Problems
a: According to the passage on Tax Court procedural rules, what governs motion practice under the preface to R. 8:7?
b: Continue the passage on Tax Court procedural rules from its last sentence.
Start of Extract provided
9 Does the absence of an incorporation of R. 4:5-4 in R. 8:3-6 mean that the former is
applicable under the umbrella of the general applicability of Part IV, and by such extension, require
a conclusion that something not affirmatively pled should be deemed waived? In this particular
scenario, i.e., involving a Chapter 91 assertion, the answer is no. This is because regardless of the
general applicability of Part IV, the scheme of Part VIII is “yet to retain, insofar as possible, a high
degree of expedition in the initiation, progress and determination of the matters constituting the
business of the Tax Court.” Pressler & Verniero, supra, comment to R. 8:1 (emphasis added).
Similarly, Part VIII rules “are also designed to prescribe with particularity the practice of the Tax
Court in respect of those procedural considerations unique to it.” Ibid. (emphasis added).
Rule 8:7(e) is precisely one which falls outside of the scope of the general applicability of
Part IV as to Chapter 91 assertions by a taxing district. First, the preface to the rule states that
while motion practice “shall be governed by the applicable rules in Part I and Part IV,” those rules
will not apply if “otherwise provided in Part VIII.” See R. 8:7(a).
End of Extract provided
Start of Data records
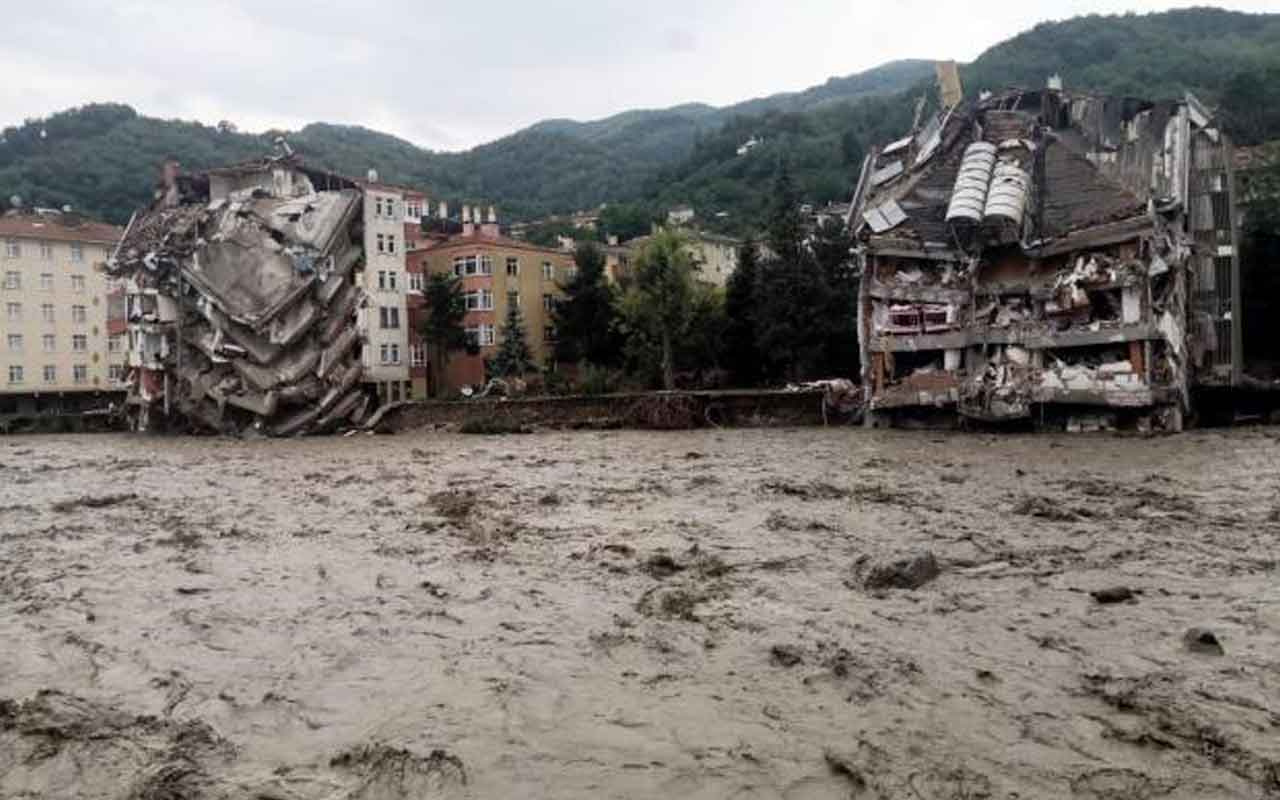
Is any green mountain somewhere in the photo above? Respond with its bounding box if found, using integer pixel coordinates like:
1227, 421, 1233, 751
0, 9, 1280, 232
0, 61, 932, 223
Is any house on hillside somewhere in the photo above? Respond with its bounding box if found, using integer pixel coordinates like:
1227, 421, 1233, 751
849, 84, 1242, 430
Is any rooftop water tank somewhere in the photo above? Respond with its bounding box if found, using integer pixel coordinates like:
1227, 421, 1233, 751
947, 142, 996, 225
984, 161, 1032, 225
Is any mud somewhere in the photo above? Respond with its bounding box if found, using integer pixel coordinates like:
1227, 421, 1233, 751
0, 429, 1280, 800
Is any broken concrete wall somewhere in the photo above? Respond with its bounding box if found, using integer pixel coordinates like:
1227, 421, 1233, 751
854, 85, 1234, 429
109, 155, 370, 435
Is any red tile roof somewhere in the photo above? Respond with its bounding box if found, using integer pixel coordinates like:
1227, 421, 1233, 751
416, 233, 573, 259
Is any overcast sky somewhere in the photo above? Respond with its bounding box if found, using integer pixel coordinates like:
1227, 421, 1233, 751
0, 0, 1280, 150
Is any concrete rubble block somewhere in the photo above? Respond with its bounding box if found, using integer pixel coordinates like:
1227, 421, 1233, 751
854, 550, 942, 591
108, 154, 370, 436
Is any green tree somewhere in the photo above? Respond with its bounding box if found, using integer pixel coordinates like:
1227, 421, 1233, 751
724, 241, 760, 387
768, 161, 804, 264
490, 303, 534, 378
419, 273, 467, 394
552, 242, 622, 366
809, 220, 859, 378
618, 230, 695, 390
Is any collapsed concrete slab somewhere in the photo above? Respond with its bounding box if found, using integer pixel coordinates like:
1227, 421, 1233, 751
108, 154, 370, 436
850, 81, 1242, 430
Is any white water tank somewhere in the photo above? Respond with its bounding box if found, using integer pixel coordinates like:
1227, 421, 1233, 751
984, 161, 1032, 225
947, 142, 996, 225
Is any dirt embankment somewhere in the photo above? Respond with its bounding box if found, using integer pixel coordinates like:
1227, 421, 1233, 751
0, 429, 1280, 800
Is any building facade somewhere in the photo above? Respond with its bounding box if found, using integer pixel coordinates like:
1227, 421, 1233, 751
357, 175, 426, 403
413, 221, 576, 394
0, 210, 124, 413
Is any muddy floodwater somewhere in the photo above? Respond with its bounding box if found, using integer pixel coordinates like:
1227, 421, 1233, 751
0, 429, 1280, 800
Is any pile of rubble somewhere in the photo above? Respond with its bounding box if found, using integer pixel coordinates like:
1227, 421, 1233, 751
108, 154, 370, 436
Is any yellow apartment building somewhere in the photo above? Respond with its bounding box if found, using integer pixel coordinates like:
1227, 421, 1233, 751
416, 223, 577, 392
0, 210, 125, 415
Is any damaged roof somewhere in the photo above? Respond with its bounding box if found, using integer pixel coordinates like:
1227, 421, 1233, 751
854, 90, 1176, 250
0, 212, 124, 244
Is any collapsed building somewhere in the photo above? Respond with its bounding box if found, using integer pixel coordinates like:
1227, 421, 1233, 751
850, 86, 1242, 430
108, 147, 372, 436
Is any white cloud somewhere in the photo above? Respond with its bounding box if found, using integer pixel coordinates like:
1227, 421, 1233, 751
0, 0, 1275, 148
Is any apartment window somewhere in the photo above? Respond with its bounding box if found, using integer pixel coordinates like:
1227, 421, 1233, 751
462, 289, 493, 311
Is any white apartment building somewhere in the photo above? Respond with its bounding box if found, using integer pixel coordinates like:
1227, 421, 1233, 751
0, 210, 124, 413
357, 183, 412, 402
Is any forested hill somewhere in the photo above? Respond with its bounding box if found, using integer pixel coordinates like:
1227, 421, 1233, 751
648, 9, 1280, 233
0, 9, 1280, 232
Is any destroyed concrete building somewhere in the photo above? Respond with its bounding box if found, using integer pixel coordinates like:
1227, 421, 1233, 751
850, 84, 1242, 430
108, 154, 372, 436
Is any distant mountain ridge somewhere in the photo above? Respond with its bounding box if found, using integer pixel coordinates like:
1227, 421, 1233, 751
0, 9, 1280, 227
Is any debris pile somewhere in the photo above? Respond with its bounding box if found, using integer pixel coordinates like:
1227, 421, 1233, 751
108, 154, 370, 436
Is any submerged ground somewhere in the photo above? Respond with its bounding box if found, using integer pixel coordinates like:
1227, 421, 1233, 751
0, 429, 1280, 800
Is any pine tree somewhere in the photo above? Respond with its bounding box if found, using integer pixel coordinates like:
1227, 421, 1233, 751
724, 241, 760, 387
419, 273, 467, 394
552, 242, 622, 366
492, 303, 534, 378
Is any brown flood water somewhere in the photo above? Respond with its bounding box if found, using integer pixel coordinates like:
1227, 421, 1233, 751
0, 429, 1280, 800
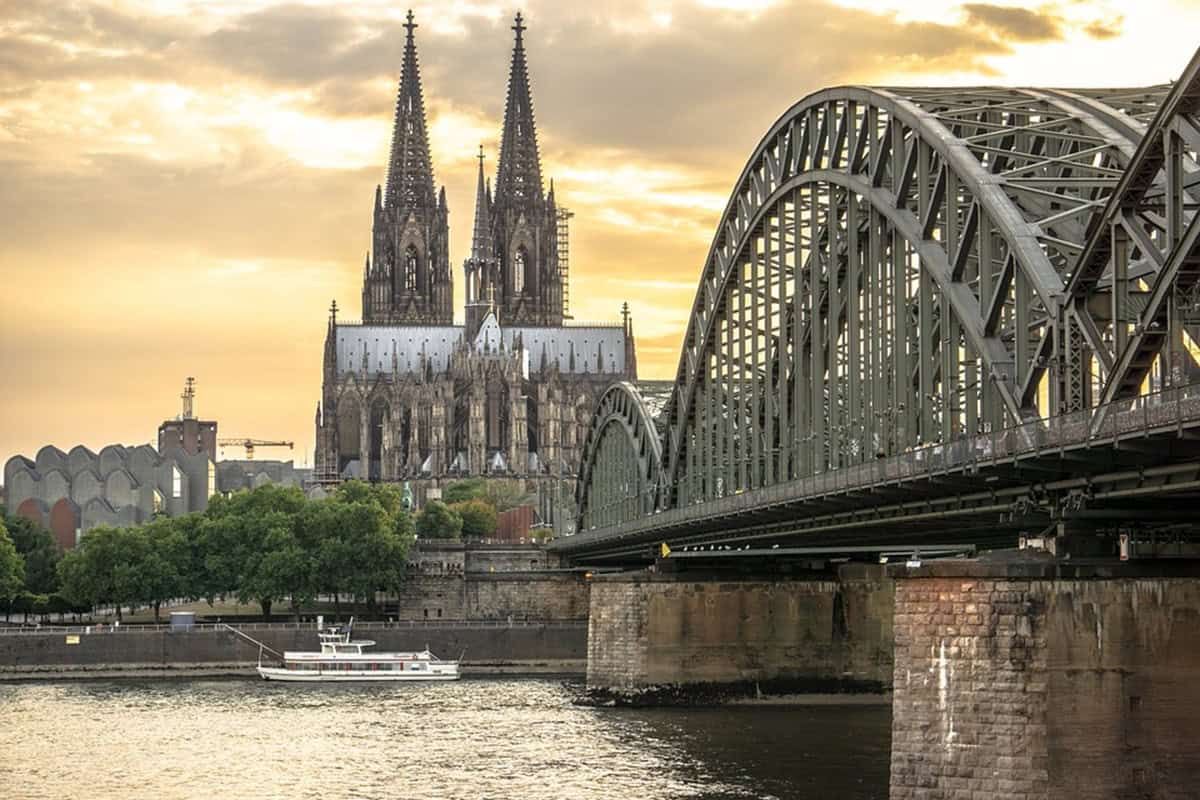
End of Data records
Answers for this exercise
a: Motion practice is governed by the applicable rules in Part I and Part IV, unless Part VIII provides otherwise.

b:
Second, R. 8:7(e) describes “with particularity the practice of the Tax Court” as to the
procedure by which a Chapter 91 assertion is made (by motion). It crystalized the practice which
had existed as to Chapter 91 motions since 1979. The consequences for a failure to respond to a
Chapter 91 request for income-producing properties has been effective since 1979 (L. 1979, c. 91,
§1). Since then, the procedural mechanism for asserting a failure to comply with Chapter 91 was
by motion as evidenced by precedent. See e.g. Terrace View Gardens v. Township of Dover, 5
N.J. Tax 469, 470 (Tax 1982) aff’d o.b. per curiam, 5 N.J. Tax 475 (App. Div.1983); SAIJ Realty
Inc. v. Township of Kearny, 8 N.J. Tax 191, 193 (Tax 1986); Delran Holding Corp. v. Township
of Delran, 8 N.J. Tax 80, 81 (Tax 1985); Southgate Realty Assocs. V. Township of Bordentown,
246 N.J. Super. 149, 150 (App. Div. 1991). These cases did not indicate any time limit as to the
10 motion filing, nor a requirement that the same be pled as an affirmative defense in an answer to a
complaint. In 1998, R. 8:7(e) was adopted to reduce this practice into a formal procedure to be
governed by the court rules because a time limit to file such motions was needed. See Township
of Phillipsburg v. ME Realty, L.L.C., 26 N.J. Tax 57, 71 (Tax 2011) (“the commentary of the
Supreme Court Committee” indicates that the rule “[s]ets time limitations on municipality’s
obligation to file [a] motion to dismiss for failure to comply with N.J.S.A. 54:4-34.”) (citations
and internal quotation marks omitted).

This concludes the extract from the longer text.